▶ _Document segment_:
Product architecture is the scheme by which the function of a product is allocated to physical components. Clusters of physical components form modules. A module is a physical building block with standardized interfaces selected for company-specific reasons. Many practitioners and researchers have identified product family architecture as an effective response to the need for high and increasing variety in the marketplace, while reducing variety in the enterprise. Carefully selected standardized interfaces between “chunks” of components—often referred to as modules—allow companies to offer new configurations of features, styling, and performance levels without necessarily incurring new parts or redesigning from scratch.
Modules are typically generated by some pre-defined procedure operating on a model of the product in question. In general, module definition methods can be divided into two categories based on the data format: matrix based approaches and functional model based approaches. Within each of these types, the methods can also be categorized into coupling and similarity based approaches.

▶ _Work request 1_: Summarize the passage on product architecture and modules in two sentences.
▶ _Work request 2_: Carry on the passage on product architecture and modules, starting after its last sentence.
The listing that follows was taken from a separate source.

[Data items]
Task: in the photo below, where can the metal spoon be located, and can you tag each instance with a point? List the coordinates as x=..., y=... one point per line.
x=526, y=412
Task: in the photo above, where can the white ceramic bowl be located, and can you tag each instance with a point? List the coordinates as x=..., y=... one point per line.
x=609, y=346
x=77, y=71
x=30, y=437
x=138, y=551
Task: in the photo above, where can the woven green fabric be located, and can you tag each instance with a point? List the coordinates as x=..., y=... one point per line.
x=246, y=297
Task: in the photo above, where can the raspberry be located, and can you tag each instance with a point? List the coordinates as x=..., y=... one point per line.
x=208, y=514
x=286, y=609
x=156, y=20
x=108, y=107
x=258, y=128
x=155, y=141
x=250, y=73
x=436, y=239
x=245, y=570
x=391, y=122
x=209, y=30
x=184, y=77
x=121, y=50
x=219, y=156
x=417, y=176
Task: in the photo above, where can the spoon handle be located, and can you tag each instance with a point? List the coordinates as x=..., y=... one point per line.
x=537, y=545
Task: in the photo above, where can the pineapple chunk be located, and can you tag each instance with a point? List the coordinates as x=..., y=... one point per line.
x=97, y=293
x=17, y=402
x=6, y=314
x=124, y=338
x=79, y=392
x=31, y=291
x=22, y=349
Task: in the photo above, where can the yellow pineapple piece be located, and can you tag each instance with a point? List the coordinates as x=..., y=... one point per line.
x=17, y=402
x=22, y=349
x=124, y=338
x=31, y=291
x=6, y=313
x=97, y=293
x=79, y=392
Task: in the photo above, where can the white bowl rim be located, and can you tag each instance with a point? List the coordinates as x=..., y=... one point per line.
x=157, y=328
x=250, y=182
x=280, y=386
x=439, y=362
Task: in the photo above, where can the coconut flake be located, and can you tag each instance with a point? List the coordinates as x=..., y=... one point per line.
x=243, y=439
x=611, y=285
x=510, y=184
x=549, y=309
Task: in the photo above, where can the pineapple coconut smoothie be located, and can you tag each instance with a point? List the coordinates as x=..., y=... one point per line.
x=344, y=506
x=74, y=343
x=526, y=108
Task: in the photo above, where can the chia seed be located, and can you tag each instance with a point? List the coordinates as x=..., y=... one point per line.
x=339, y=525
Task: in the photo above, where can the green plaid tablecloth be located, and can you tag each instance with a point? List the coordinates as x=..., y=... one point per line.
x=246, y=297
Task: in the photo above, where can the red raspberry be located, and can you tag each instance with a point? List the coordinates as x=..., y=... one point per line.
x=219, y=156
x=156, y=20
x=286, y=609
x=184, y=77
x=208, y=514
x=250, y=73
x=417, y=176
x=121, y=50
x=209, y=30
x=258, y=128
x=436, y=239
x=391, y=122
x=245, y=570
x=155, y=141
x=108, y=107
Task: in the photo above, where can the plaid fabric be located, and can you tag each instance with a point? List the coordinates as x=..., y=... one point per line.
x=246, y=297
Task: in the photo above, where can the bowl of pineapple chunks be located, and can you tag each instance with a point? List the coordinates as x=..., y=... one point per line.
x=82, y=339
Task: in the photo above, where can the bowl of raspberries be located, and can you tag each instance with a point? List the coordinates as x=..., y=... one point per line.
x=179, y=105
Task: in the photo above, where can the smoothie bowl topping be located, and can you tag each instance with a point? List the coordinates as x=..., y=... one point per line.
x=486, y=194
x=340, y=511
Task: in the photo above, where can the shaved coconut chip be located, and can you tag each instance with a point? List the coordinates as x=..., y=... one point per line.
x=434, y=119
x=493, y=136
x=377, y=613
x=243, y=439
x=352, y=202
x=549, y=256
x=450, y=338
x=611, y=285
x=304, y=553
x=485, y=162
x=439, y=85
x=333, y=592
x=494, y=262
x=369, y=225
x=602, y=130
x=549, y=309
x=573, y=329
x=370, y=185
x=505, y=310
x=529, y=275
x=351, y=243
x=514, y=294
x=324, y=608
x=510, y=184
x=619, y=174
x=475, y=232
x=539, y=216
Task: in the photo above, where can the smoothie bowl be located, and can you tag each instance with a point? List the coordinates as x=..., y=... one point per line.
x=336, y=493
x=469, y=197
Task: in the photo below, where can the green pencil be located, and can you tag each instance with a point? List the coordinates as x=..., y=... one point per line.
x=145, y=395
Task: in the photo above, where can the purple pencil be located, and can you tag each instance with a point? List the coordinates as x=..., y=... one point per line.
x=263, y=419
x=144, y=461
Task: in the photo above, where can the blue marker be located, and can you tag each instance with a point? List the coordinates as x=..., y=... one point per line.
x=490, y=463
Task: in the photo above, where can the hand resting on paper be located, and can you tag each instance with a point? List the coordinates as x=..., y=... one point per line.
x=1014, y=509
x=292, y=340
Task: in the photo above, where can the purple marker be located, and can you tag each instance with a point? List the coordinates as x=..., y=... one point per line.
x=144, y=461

▶ _Task output 1_: Product architecture allocates a product's function to physical components, and clusters of those components form modules, which are building blocks with standardized interfaces that let companies offer new configurations without necessarily designing new parts from scratch. Modules are typically generated by a pre-defined procedure, and the methods for defining them divide into matrix-based and functional-model-based approaches, each of which can be further split into coupling-based and similarity-based methods.

▶ _Task output 2_:
The functional model based methods are based on functional decomposition. Using these methods, the product is first modeled as a block diagram, and heuristic rules are then applied to form modules based on coupling or on function similarity. Matrix based methods, on the other hand, use matrix manipulation to form modules based on component, product property, or other relationship captures in the matrix. An exemplary similarity based matrix method is Modular Functional Deployment (MFD), and an exemplary coupling based matrix method is Design Structure Matrix (DSM).
Modular Functional Deployment (MFD) imposes the constraint that modules have standardized interfaces, selected for company-specific reasons. The standardized interfaces allow modules to be interchanged, resulting in a wide variety of products in an efficient manner. Approaches to modularity aim to create architectures based on modules. MFD was first presented by Erixon in 1998, with subsequent improvements described by Nilsson and Erixon in 1998. The use of Hierarchical Cluster Analysis (HCA) for module generation in MFD was first shown by Stake in 2000 and subsequently explored in more detail by Hölttä-Otto, Tang and Otto in 2008.
Early clustering algorithms employ the idea of maximizing interactions within modules while simultaneously minimizing interactions between modules. A stochastic clustering algorithm using this principle operating on a Design Structure Matrix (DSM) was first found described by Idicula in 1995, with subsequent improvements presented by Gutierrez Fernandez in 1998 and Thebeau in 2001. The Idicula-Gutierrez-Thebeau Algorithm is referred to as IGTA.
DSM clustering approaches based on Genetic Algorithms (GA) are becoming the predominant approach for product family optimization. A drawback of GA may be the execution time. The GA by Yu, Yassine and Goldberg (2007) takes “about a day” to cluster an 80 element matrix.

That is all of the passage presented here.